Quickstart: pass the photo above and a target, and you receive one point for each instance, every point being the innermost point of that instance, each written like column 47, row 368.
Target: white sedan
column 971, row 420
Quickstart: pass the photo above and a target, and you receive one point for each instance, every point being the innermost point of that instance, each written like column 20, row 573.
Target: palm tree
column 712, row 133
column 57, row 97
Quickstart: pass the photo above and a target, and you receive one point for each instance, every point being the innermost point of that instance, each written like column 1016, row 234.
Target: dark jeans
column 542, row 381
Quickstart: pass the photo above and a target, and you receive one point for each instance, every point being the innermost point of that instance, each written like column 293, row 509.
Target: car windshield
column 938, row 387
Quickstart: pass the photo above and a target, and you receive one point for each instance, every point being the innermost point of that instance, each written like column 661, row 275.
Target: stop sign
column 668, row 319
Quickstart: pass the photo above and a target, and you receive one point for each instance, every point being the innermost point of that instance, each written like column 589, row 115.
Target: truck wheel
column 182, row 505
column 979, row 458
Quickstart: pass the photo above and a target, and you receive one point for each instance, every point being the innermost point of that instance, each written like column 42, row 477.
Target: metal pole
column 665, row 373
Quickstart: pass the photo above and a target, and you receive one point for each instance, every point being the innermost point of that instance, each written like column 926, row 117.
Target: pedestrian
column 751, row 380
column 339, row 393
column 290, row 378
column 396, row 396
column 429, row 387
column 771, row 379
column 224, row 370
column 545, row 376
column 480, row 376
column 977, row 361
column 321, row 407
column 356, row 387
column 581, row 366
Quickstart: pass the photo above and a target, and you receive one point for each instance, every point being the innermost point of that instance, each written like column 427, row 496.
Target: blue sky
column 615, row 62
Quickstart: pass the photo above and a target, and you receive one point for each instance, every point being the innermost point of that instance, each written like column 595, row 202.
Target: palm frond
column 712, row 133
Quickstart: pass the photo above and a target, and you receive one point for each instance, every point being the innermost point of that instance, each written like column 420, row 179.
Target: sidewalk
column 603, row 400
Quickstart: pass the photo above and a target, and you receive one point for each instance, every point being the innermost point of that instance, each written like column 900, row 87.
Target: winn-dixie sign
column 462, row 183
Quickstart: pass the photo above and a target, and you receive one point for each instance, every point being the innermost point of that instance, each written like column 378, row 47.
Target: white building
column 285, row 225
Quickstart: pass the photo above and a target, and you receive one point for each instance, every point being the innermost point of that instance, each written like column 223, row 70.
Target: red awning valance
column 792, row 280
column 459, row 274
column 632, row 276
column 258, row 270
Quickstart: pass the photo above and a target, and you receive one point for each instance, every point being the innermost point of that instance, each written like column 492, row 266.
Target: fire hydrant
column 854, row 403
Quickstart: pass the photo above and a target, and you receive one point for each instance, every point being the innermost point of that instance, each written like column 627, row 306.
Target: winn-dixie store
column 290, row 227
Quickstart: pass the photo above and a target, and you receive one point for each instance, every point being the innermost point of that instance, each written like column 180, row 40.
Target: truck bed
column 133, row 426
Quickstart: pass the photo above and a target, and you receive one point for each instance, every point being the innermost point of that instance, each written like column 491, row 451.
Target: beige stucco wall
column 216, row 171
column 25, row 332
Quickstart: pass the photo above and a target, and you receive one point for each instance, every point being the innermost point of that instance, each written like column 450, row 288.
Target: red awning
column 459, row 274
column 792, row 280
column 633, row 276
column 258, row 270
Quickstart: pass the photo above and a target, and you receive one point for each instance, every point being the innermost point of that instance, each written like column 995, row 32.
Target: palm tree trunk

**Written exercise**
Copy out all of the data above line for line, with no changes.

**Complete response**
Quickstart: pass the photo above and a target, and you receive one point for each instance, every point being the innermost point of that instance, each written like column 47, row 368.
Target: white sedan
column 971, row 420
Quickstart: pass the photo above and a target, and you receive one point for each instance, every point being the innermost point of that instance, each written like column 20, row 573.
Target: palm tree
column 712, row 133
column 57, row 97
Quickstart: pass the photo above and a target, and you receive one point for each instance, every point being the innermost point of that instance, each written like column 1016, row 234.
Target: dark jeans
column 542, row 381
Quickstart: pass the photo above and a target, and you receive one point for each instance, every point being the innermost point of that instance, each written like column 293, row 509.
Target: car windshield
column 938, row 387
Quickstart: pass the photo above and a target, and you receive one point for each instance, every point being the innermost point of that instance, each written like column 661, row 275.
Target: stop sign
column 668, row 319
Quickstart: pass the photo above and a target, and you receive one point for each instance, every point being the innermost point of that instance, each written like column 589, row 115.
Target: truck wheel
column 182, row 505
column 979, row 458
Quickstart: pass the photo above and a target, and you receive one point for each instance, every point being the innermost point of that instance, each written like column 42, row 477.
Target: metal pole
column 665, row 373
Quickstart: pass the photo above and a target, and you receive one point for each instance, every point being the innermost point of that instance, each written like column 926, row 117.
Target: pedestrian
column 751, row 380
column 339, row 393
column 290, row 378
column 396, row 396
column 429, row 387
column 771, row 379
column 224, row 370
column 545, row 376
column 480, row 376
column 977, row 361
column 321, row 407
column 356, row 387
column 581, row 366
Quickstart: pass the photo above and a target, and you receive one point for each instance, every point being the innermost point of that instance, each written like column 427, row 496.
Target: blue sky
column 615, row 62
Quickstart: pass the photo above and a target, and you receive one point for each instance, every point being the innermost point of that instance, each written like column 595, row 202.
Target: palm frond
column 712, row 133
Quickstart: pass the photo above and a target, and you receive one point for each instance, every point being the innermost point of that instance, each written like column 420, row 179.
Target: sidewalk
column 603, row 400
Quickstart: pass the photo above and a target, and you receive one point for each instance, every point being the innermost point of that instance, each written like column 900, row 87.
Target: winn-dixie sign
column 462, row 183
Quickstart: pass the photo above and a target, and you receive one point for each instance, every point being the innermost point of that instance, each written like column 378, row 47.
Target: white building
column 285, row 225
Quickstart: pass the photo above and a target, and you receive one point for each instance, every point being the innermost point of that instance, each written like column 223, row 70.
Target: red awning valance
column 792, row 280
column 459, row 274
column 632, row 276
column 258, row 270
Quickstart: pass the photo above and a target, and you receive one point for each instance, every point being the innermost point of that instance, each written like column 492, row 266.
Target: fire hydrant
column 854, row 403
Quickstart: pass the photo above and a target, and you receive one point for each instance, every point being the innermost point of that instance, each written like column 627, row 306.
Target: winn-dixie store
column 290, row 227
Quickstart: pass the photo above and a target, and you receive one point for each instance, every point being the innermost point of that instance, each written like column 180, row 40.
Target: truck bed
column 133, row 426
Quickstart: pass the photo above and a target, and you receive one point for each instance, every point being the innermost point of that instance, each written like column 491, row 451.
Target: beige stucco wall
column 216, row 171
column 25, row 332
Quickstart: pass the photo above and a target, and you receive one point for each instance, every point being the innermost point of that instance, each written like column 450, row 288.
Target: red awning
column 459, row 274
column 792, row 280
column 633, row 276
column 258, row 270
Quickstart: pass the photo above and a target, and you receive one point for each instance, every point being the innermost point of that instance, each written like column 995, row 32.
Target: palm tree trunk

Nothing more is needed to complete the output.